---- THE DATA

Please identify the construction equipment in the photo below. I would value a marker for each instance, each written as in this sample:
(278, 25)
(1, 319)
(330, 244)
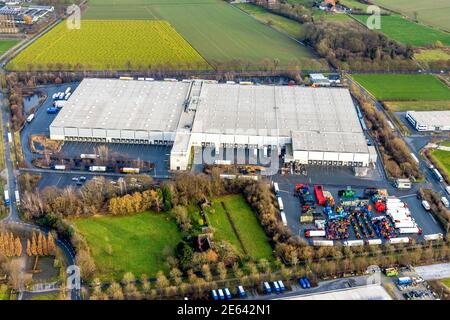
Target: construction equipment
(347, 193)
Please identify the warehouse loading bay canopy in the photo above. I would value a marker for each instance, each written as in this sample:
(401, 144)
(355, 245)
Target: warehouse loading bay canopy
(320, 125)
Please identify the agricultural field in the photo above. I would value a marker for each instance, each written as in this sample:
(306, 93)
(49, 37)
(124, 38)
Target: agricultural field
(404, 87)
(135, 243)
(446, 282)
(220, 32)
(405, 31)
(5, 45)
(116, 45)
(249, 230)
(442, 158)
(403, 106)
(431, 55)
(291, 27)
(434, 13)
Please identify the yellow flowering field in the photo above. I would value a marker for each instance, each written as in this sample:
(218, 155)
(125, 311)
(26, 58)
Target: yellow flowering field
(110, 45)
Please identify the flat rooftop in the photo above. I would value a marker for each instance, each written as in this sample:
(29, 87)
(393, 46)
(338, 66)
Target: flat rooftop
(274, 110)
(432, 118)
(124, 104)
(332, 142)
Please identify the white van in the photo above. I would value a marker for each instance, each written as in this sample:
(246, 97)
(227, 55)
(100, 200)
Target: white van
(445, 202)
(30, 118)
(447, 188)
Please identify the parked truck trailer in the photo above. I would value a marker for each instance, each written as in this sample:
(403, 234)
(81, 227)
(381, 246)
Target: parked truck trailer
(97, 168)
(399, 240)
(315, 233)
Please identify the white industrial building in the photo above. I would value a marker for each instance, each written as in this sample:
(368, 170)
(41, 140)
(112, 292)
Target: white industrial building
(429, 120)
(318, 125)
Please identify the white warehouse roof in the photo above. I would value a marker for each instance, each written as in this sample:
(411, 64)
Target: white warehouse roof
(313, 119)
(121, 104)
(274, 110)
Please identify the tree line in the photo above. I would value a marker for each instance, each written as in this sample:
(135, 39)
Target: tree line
(394, 151)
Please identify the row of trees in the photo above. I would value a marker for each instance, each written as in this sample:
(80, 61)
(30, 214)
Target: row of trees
(357, 48)
(396, 154)
(437, 208)
(10, 246)
(40, 245)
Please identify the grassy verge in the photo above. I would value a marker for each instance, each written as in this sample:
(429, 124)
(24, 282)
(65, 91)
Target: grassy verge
(403, 106)
(5, 45)
(2, 147)
(404, 87)
(136, 243)
(18, 149)
(442, 158)
(431, 55)
(291, 27)
(249, 231)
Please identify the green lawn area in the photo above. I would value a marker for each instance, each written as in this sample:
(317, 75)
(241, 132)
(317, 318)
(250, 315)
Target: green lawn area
(433, 13)
(354, 4)
(291, 27)
(404, 87)
(5, 45)
(446, 282)
(137, 242)
(442, 158)
(407, 32)
(220, 32)
(432, 55)
(332, 17)
(402, 106)
(246, 223)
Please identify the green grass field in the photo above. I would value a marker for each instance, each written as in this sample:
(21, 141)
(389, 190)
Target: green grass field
(220, 32)
(117, 45)
(433, 13)
(432, 55)
(5, 45)
(404, 87)
(246, 223)
(407, 32)
(403, 106)
(137, 243)
(442, 158)
(291, 27)
(446, 282)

--------

EXERCISE PROMPT: The material above holds pictures; copy everything else in it exactly.

ANSWER TO THIS EXERCISE:
Please identify the construction equipment in the photo below. I would value a marker for each instance, each written as in this sample:
(278, 25)
(1, 319)
(330, 244)
Target: construction equipment
(347, 193)
Please identify the warehouse loading bay canopy in the photo above. I would value a marker for each instance, each written as in this sample:
(401, 144)
(355, 245)
Target: warehouse loading bay canopy
(320, 125)
Please identify the agricultural field in the photo above. I would value a marker for each instance, each written as in this sample:
(306, 93)
(49, 37)
(124, 38)
Target: agricultural field
(404, 87)
(135, 243)
(446, 282)
(220, 32)
(405, 31)
(5, 45)
(116, 45)
(249, 230)
(442, 158)
(403, 106)
(431, 55)
(291, 27)
(434, 13)
Please identify the yellow flowering field in the photo above. I would value a marker for each instance, each written as in this sample:
(218, 155)
(125, 311)
(26, 58)
Target: yellow flowering field
(110, 45)
Please identify the flat rooftop in the photo above. I would value a marker for each instance, each written as in this sample:
(29, 87)
(393, 46)
(338, 66)
Target: flat rooftop
(274, 110)
(432, 118)
(124, 104)
(332, 142)
Please identify the white van in the photo above. I would value a marker for each instance, each written as in this sample:
(246, 97)
(227, 55)
(100, 200)
Target: white van
(445, 202)
(30, 118)
(447, 188)
Please identify the parked truck trailer in the photo above. I would value a marker for each instance, each written as in this sample:
(403, 234)
(81, 227)
(381, 246)
Target: parked truck trailer
(97, 168)
(399, 240)
(315, 233)
Please identify the white industrial building in the photo above. I would value a marker for each instance, each written as in this sample:
(368, 170)
(41, 140)
(112, 292)
Target: white industrial building
(429, 120)
(318, 125)
Please identify the white warehouse roof in the photo above. I would value a marker for each instance, each written as in this sample:
(411, 64)
Target: white warehouse roof
(313, 119)
(121, 104)
(274, 110)
Please identify the tree line in the photo above. I would value a marker for each instance, each written as in this sample:
(135, 39)
Target: tree line
(394, 151)
Please identify the row of trees in the photo above. I would value a marker for each instance, each written as in this sample:
(80, 61)
(30, 214)
Target: row of trees
(357, 48)
(396, 154)
(437, 208)
(10, 246)
(40, 245)
Please identify the grassy verge in the photo above. I would value a marker for each instance, each written as in this sample:
(429, 124)
(24, 282)
(65, 91)
Target: grassy verge
(403, 106)
(5, 45)
(2, 147)
(404, 87)
(136, 243)
(18, 149)
(442, 158)
(431, 55)
(291, 27)
(249, 231)
Please identify the green lawn area in the photo above. I would value a marker for each instance, each written as in this sample:
(317, 75)
(241, 132)
(317, 318)
(250, 315)
Target: green lawn area
(433, 13)
(354, 4)
(291, 27)
(404, 87)
(5, 45)
(446, 282)
(137, 242)
(442, 158)
(407, 32)
(220, 32)
(432, 55)
(332, 17)
(402, 106)
(246, 223)
Please identify the green grass field in the photo above. I would value a marker for each instance, each written as in this sample:
(21, 141)
(389, 190)
Target: green grass field
(220, 32)
(117, 45)
(433, 13)
(432, 55)
(5, 45)
(404, 87)
(246, 223)
(407, 32)
(403, 106)
(137, 243)
(442, 158)
(291, 27)
(446, 282)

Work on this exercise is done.